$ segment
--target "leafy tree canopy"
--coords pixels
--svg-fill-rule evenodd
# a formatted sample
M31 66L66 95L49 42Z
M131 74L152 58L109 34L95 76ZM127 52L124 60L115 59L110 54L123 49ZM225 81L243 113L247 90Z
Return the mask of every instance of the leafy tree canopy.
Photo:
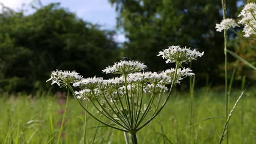
M0 87L31 91L49 86L45 80L56 69L86 76L118 58L114 32L78 18L52 3L30 15L4 8L0 14Z

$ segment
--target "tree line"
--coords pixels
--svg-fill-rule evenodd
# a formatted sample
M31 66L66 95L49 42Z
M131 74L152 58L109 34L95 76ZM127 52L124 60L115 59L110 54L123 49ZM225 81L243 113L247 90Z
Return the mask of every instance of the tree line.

= Objective =
Replace "Return the mask" with "Output the mask" throughout all of the rows above and reproduce them with everything else unchanged. Leave out the pictures.

= Exercise solution =
$ segment
--target "leafy tree canopy"
--coords pixels
--svg-fill-rule evenodd
# a formatted sample
M31 66L66 95L49 42Z
M131 74L152 58L109 34L95 76ZM127 52L124 60L115 59L110 54L123 49ZM225 81L243 113L247 90Z
Output the mask of every instance of the leafy tree canopy.
Photo:
M0 87L31 91L49 86L45 80L56 69L86 76L118 58L114 32L78 18L52 3L30 15L4 8L0 14Z

$ segment
--target "tree line"
--coords pixels
--svg-fill-rule evenodd
# a formatted sample
M31 66L66 95L49 42Z
M131 74L152 58L109 34L95 76ZM127 52L124 60L115 59L110 54L123 49ZM225 81L243 113L247 90Z
Output the mask of every instance of the tree line.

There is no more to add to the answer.